• _PAGE EXCERPT_
A review by akemi_666
The Art of Splatoon 2 by Nintendo

3.0

There's something deeply fascinating about tracing the movement of rebellion across video game generations.

Two decades ago Jet Set Radio dropped, inspired by a turntable and rave scene still nostalgic for the counterculture, yet slipping into punk nihilism. Though Beat, Tab, Gum, and co fight against gentrification, riot cops, tanks, and corporate assassins, their turf wars with other youth gangs betrays a lack of political consciousness over shared conditions of dispossession. All they can do is vent their hatred of the system through a particular brand of rebellious individualism that lacks any capacities to change the system. Like dälek, watching his beloved hip-hop fall from revolutionary Pan-Africanism to misogynistic gangbanging, it's easy to ask in tears "Yo what the fuck happened?" A singer on a track in Jet Set Radio repeats "Everybody listen to the music" but he never states what for. For the music in and of itself, we must suppose; for life experienced now, immediately, without political hope or change.



Twenty years later Splatoon drops, and rebellion is not even a nuisance. Radical individualism, the great outside of Jet Set Radio's Tokyo-to, has been completely absorbed by the fashionistas of Splatoon's Inkopolis. From cradle to grave, Inklings are encouraged to rebel through hats, shirts, shoes, and corporate-sponsored firearms. Unlike the turf wars of Jet Set Radio, which were an excess the state couldn't control, the turf wars of Splatoon are a televised spectacle waged between Inklings and Octarians, capable of sustaining the fashionista military industrial complex through the constitution of competitive, consumptive, and nationalistic subjects. Set far in the future, in the wake of anthropogenic climate change and the extinction of the human species, Splatoon can only imagine more of the same, of capitalism as a homologous development in the genomes of our cephalopod kin. It's telling that there are no cops in Splatoon—its citizens have learnt to police themselves.

• _EXERCISE REQUIREMENTS_
Copy out the part of the review that runs from "A review by" down to "video game generations.", word for word. The lines that come next are separate material, unrelated to the review.

• _SUPPLIED ENTRIES_
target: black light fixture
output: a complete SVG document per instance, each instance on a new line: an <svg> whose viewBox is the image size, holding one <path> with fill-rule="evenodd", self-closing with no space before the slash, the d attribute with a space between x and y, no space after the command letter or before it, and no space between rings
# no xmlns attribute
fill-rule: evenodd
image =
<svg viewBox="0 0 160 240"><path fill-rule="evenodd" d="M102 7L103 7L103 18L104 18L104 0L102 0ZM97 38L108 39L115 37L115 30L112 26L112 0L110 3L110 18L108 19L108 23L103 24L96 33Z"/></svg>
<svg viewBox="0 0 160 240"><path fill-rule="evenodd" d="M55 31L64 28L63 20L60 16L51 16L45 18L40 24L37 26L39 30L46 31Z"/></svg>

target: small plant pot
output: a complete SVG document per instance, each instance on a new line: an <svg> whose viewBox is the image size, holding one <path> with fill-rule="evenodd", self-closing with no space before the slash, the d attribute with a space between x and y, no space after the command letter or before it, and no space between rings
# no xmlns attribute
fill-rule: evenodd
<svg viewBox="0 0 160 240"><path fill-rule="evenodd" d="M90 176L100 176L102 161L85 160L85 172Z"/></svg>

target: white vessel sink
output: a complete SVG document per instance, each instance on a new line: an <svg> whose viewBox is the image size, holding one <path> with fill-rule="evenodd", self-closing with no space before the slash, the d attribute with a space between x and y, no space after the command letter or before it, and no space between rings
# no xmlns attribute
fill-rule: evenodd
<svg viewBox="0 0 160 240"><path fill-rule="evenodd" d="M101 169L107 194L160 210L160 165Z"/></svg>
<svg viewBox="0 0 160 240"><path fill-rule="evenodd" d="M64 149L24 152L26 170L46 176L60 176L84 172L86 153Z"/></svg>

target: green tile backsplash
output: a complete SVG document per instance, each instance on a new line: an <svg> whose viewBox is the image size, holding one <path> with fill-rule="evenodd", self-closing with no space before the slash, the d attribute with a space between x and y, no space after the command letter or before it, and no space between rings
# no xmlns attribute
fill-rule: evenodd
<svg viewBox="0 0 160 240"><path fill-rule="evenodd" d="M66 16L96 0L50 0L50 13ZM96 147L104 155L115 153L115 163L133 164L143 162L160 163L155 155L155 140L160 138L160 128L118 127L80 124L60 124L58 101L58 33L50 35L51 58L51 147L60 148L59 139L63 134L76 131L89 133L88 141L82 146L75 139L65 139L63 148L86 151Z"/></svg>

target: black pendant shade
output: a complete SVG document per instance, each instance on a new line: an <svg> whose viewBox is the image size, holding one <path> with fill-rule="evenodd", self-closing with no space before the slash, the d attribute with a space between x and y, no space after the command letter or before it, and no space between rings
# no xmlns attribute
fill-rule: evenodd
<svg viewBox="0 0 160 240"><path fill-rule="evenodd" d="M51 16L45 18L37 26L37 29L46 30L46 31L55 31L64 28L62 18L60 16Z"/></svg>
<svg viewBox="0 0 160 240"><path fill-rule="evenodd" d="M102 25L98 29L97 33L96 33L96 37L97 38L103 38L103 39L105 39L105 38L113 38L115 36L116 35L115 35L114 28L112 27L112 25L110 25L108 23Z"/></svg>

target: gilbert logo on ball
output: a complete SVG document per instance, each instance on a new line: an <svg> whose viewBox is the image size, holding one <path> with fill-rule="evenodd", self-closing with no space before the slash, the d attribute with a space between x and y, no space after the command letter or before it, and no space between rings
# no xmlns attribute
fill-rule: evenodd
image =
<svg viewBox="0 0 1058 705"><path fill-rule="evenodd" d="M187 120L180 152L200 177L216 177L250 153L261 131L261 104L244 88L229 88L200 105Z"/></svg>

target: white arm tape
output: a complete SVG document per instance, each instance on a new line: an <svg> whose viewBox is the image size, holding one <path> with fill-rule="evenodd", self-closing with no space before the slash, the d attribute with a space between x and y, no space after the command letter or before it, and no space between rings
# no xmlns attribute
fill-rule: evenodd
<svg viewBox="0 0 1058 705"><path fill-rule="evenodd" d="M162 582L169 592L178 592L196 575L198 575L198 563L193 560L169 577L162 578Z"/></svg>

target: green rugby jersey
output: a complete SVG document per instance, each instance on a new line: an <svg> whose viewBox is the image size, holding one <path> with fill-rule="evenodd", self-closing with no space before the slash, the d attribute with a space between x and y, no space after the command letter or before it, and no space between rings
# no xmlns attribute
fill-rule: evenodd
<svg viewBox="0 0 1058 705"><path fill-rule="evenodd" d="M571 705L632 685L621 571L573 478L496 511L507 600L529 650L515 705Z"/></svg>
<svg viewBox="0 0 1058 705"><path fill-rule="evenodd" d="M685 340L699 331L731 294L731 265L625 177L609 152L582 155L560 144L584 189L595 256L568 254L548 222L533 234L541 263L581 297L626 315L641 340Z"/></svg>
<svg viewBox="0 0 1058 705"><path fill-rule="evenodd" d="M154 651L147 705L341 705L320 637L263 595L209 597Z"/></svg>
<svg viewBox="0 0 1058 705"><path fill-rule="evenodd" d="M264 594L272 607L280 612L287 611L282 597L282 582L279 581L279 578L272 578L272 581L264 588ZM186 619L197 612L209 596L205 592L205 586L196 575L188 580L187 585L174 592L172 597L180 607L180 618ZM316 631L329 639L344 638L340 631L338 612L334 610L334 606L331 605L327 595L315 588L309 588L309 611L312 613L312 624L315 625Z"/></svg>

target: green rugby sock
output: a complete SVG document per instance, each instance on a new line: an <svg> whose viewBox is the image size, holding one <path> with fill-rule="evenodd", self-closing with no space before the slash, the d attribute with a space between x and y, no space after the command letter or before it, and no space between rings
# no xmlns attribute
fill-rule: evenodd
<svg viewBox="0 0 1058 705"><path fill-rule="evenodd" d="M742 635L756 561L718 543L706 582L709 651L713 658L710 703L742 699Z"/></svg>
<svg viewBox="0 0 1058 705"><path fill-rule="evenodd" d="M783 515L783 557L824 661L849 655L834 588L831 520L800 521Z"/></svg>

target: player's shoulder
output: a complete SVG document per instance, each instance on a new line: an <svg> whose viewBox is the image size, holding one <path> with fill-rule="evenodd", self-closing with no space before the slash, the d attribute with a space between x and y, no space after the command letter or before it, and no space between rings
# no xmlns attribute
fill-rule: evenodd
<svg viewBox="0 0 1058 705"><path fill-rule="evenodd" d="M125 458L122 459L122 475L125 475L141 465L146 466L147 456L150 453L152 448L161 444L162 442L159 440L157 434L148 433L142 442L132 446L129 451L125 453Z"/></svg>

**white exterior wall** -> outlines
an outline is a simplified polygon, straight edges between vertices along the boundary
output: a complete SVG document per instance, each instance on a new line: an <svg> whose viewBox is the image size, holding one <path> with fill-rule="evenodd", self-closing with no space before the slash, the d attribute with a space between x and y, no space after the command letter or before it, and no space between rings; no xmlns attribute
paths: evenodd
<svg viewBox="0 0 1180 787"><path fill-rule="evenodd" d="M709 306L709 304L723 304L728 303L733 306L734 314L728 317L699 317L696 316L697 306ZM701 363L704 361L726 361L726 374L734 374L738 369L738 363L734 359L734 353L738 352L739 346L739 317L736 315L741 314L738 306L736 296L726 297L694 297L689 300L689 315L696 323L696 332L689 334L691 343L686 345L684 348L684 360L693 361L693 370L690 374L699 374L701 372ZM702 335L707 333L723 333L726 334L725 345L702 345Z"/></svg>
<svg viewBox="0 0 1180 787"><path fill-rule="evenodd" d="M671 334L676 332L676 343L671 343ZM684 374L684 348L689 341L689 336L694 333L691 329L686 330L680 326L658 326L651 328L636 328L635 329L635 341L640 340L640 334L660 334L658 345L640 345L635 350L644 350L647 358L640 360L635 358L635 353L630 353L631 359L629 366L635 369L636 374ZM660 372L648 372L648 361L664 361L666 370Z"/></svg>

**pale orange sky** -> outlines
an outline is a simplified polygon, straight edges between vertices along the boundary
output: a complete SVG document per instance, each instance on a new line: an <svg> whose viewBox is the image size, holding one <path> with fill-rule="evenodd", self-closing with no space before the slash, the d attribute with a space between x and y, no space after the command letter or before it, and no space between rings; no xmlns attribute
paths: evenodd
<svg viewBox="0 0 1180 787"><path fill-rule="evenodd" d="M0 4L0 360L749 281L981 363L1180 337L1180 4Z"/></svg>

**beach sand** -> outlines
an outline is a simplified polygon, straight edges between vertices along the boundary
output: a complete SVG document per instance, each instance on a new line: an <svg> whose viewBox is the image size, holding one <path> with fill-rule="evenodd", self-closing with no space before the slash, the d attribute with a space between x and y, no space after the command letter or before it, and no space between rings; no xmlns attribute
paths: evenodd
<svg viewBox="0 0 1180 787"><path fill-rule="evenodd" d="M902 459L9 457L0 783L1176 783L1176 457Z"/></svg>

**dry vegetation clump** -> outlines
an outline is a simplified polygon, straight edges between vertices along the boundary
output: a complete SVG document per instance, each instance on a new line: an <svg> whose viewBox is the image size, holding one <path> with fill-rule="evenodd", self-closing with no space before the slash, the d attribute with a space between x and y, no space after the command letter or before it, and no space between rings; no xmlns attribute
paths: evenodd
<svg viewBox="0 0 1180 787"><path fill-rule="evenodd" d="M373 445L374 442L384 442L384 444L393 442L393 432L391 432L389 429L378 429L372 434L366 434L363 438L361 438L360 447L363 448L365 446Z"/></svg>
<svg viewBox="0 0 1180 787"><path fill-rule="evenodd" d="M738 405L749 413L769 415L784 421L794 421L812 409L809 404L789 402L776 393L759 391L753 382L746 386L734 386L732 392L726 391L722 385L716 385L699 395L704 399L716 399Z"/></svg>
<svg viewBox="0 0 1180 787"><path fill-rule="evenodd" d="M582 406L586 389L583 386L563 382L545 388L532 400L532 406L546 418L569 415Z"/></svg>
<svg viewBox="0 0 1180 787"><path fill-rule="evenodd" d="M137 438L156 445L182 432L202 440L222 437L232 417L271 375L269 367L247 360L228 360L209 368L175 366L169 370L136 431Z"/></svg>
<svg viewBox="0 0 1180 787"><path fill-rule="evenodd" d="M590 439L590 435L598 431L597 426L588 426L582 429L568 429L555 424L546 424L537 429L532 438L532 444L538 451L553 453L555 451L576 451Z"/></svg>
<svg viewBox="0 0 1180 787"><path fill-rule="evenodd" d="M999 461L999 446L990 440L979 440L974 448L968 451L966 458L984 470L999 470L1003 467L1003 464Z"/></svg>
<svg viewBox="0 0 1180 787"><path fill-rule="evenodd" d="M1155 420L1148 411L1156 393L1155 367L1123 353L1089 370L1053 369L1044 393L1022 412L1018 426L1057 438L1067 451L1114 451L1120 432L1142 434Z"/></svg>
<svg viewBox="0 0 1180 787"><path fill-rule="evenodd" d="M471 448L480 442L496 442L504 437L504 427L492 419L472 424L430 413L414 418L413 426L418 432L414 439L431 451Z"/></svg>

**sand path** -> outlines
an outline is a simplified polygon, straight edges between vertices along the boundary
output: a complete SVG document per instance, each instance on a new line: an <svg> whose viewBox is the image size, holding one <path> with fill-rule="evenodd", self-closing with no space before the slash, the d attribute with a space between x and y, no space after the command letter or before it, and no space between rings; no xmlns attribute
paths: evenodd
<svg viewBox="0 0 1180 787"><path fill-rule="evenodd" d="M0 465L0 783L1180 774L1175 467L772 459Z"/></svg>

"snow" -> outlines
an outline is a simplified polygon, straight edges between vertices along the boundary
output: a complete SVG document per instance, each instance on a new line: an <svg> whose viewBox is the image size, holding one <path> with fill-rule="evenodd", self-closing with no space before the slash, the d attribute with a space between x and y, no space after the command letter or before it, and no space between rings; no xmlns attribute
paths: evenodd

• _RESULT BELOW_
A review by akemi_666
The Art of Splatoon 2 by Nintendo

3.0

There's something deeply fascinating about tracing the movement of rebellion across video game generations.